## Task data
--
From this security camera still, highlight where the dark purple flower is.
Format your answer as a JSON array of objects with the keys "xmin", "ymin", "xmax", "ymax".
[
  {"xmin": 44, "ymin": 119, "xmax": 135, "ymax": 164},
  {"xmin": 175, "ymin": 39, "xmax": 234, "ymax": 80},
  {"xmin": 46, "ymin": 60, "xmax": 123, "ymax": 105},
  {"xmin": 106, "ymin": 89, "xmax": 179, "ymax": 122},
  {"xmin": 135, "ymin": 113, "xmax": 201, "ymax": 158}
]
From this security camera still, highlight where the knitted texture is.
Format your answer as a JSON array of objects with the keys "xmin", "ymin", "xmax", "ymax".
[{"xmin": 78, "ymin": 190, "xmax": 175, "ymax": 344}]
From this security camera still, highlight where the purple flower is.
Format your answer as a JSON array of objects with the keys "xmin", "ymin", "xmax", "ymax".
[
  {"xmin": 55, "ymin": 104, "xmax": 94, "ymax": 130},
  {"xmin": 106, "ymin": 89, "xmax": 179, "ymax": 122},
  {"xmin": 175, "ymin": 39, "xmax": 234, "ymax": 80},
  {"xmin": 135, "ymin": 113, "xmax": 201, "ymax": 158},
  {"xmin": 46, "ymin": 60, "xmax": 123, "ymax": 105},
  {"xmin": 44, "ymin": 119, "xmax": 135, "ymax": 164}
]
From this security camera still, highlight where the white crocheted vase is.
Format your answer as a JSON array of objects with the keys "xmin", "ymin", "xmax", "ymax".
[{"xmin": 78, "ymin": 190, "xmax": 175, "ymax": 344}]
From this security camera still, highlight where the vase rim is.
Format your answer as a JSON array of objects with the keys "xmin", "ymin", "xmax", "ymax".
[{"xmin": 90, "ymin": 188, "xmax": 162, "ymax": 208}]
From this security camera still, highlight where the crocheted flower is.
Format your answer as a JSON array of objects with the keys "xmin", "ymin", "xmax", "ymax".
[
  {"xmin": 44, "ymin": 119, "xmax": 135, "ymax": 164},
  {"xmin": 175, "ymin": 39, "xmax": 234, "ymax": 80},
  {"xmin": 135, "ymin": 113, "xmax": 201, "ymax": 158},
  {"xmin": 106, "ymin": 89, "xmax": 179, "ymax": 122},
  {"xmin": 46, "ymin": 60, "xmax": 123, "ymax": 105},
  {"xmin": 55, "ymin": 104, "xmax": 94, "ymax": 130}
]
--
## What you will do
Without changing a word, restate the whole listing.

## Result below
From this security camera still, highlight where the dark purple flower is.
Format your answer as a JSON array of objects with the keys "xmin", "ymin", "xmax", "ymax".
[
  {"xmin": 44, "ymin": 119, "xmax": 135, "ymax": 164},
  {"xmin": 175, "ymin": 39, "xmax": 234, "ymax": 80},
  {"xmin": 46, "ymin": 60, "xmax": 123, "ymax": 105},
  {"xmin": 106, "ymin": 89, "xmax": 179, "ymax": 122},
  {"xmin": 135, "ymin": 113, "xmax": 201, "ymax": 158}
]
From this security camera still, highlight where the knitted texture is.
Format your answer as a JSON array of objects with the keys "xmin", "ymin", "xmax", "ymax".
[{"xmin": 78, "ymin": 190, "xmax": 175, "ymax": 344}]
From this security camera still, highlight where the purple flower is.
Format your answer as a JSON array of objects with the keys "xmin", "ymin", "xmax", "ymax".
[
  {"xmin": 55, "ymin": 104, "xmax": 94, "ymax": 130},
  {"xmin": 106, "ymin": 89, "xmax": 179, "ymax": 122},
  {"xmin": 175, "ymin": 39, "xmax": 234, "ymax": 80},
  {"xmin": 135, "ymin": 113, "xmax": 201, "ymax": 158},
  {"xmin": 46, "ymin": 60, "xmax": 123, "ymax": 105},
  {"xmin": 44, "ymin": 119, "xmax": 135, "ymax": 164}
]
From this security camera still, highlight where the white crocheted vase is.
Format your answer as a JSON array of objects with the keys "xmin", "ymin", "xmax", "ymax".
[{"xmin": 78, "ymin": 190, "xmax": 175, "ymax": 344}]
From this security camera still, highlight where the vase rim is.
Format your answer as a JSON array of objects with the keys "xmin", "ymin", "xmax", "ymax".
[{"xmin": 90, "ymin": 188, "xmax": 162, "ymax": 208}]
From this security camera still, highlight where the crocheted flower is.
Format your answer as a JSON array of objects with the keys "xmin", "ymin", "xmax", "ymax".
[
  {"xmin": 44, "ymin": 119, "xmax": 135, "ymax": 164},
  {"xmin": 175, "ymin": 39, "xmax": 234, "ymax": 80},
  {"xmin": 135, "ymin": 113, "xmax": 201, "ymax": 158},
  {"xmin": 106, "ymin": 89, "xmax": 179, "ymax": 122},
  {"xmin": 46, "ymin": 60, "xmax": 123, "ymax": 105},
  {"xmin": 55, "ymin": 104, "xmax": 94, "ymax": 130}
]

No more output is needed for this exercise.